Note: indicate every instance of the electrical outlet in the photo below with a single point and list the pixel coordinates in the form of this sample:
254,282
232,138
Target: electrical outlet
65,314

+++

* [Try it]: The records above are to be duplicated exactly, every one of them.

* [Reply to the task]:
Note: indicate every instance of the electrical outlet in the photo below with a single point and list the pixel coordinates in the form of this sample:
254,282
232,138
Target: electrical outlet
65,314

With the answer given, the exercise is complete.